SHORT EXERCISE: Convert every line of the data below into a numbered list, leaving out the blank lines.

(Excerpts of labeled region data)
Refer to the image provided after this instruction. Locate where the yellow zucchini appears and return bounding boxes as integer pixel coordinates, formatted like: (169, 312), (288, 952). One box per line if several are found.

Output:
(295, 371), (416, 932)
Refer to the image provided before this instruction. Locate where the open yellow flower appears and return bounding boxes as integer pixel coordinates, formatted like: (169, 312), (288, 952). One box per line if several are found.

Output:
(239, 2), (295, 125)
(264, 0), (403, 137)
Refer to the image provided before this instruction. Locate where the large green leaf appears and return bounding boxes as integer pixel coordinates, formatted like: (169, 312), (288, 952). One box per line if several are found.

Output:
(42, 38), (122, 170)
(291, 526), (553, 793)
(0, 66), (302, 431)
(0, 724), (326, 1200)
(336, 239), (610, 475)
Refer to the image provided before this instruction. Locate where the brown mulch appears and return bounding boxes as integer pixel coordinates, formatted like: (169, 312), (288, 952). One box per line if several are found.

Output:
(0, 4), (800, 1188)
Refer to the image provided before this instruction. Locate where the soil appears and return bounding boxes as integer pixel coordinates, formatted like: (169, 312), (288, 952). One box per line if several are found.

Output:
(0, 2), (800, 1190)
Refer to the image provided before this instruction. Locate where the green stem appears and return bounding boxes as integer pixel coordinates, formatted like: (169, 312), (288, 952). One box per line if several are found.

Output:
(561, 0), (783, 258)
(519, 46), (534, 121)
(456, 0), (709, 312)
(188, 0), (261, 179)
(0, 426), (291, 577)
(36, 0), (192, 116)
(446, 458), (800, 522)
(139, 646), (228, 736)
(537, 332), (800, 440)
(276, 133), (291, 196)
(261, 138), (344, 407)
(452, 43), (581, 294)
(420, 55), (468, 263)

SOLUTION TO THIS PROBLEM:
1. Refer to the image provided after this instruction. Locate where the yellow zucchini appears and return bounding boxes as integer pixel coordinates, formatted like: (169, 312), (288, 952). One box per line if several are found.
2. Output:
3. (295, 371), (416, 932)
4. Refer to the image provided before this instruction. Locate where the open yellow flower appears and return bounding boxes as integer pixel coordinates, formatted like: (169, 312), (288, 952). One box per line if several are found.
5. Output:
6. (239, 2), (295, 125)
7. (264, 0), (403, 137)
8. Refer to the image provided before this instruction. Locate where the large green leaf appears and return bounding boxes as integer pixel coordinates, formatted like: (169, 312), (288, 952). One box per line if several are found.
9. Output:
10. (42, 38), (122, 170)
11. (291, 526), (553, 793)
12. (0, 66), (302, 431)
13. (0, 724), (326, 1200)
14. (336, 239), (610, 475)
15. Refer to the image provided before this instruction. Locate where the brown mulch appears and return bounding boxes as integer pixel coordinates, formatted like: (169, 312), (288, 952). One box per line if several are found.
16. Output:
17. (0, 4), (800, 1188)
18. Refer to the image provided before this instruction. Locate where the soil appears and return bounding boxes as integer pixel coordinates, formatted like: (169, 312), (288, 952). One box per line if several are found.
19. Output:
20. (0, 2), (800, 1190)
21. Refer to the image provided before this instruction. Locate where the green stem appears and return bounding boxes as integer pixel coordinates, formatted like: (169, 312), (288, 952). One box per line if several are found.
22. Output:
23. (561, 0), (783, 258)
24. (519, 46), (534, 121)
25. (456, 0), (709, 312)
26. (188, 0), (261, 179)
27. (0, 426), (291, 577)
28. (36, 0), (192, 116)
29. (446, 458), (800, 522)
30. (139, 646), (228, 736)
31. (537, 332), (800, 440)
32. (276, 133), (291, 196)
33. (261, 138), (344, 407)
34. (452, 43), (581, 294)
35. (420, 55), (468, 263)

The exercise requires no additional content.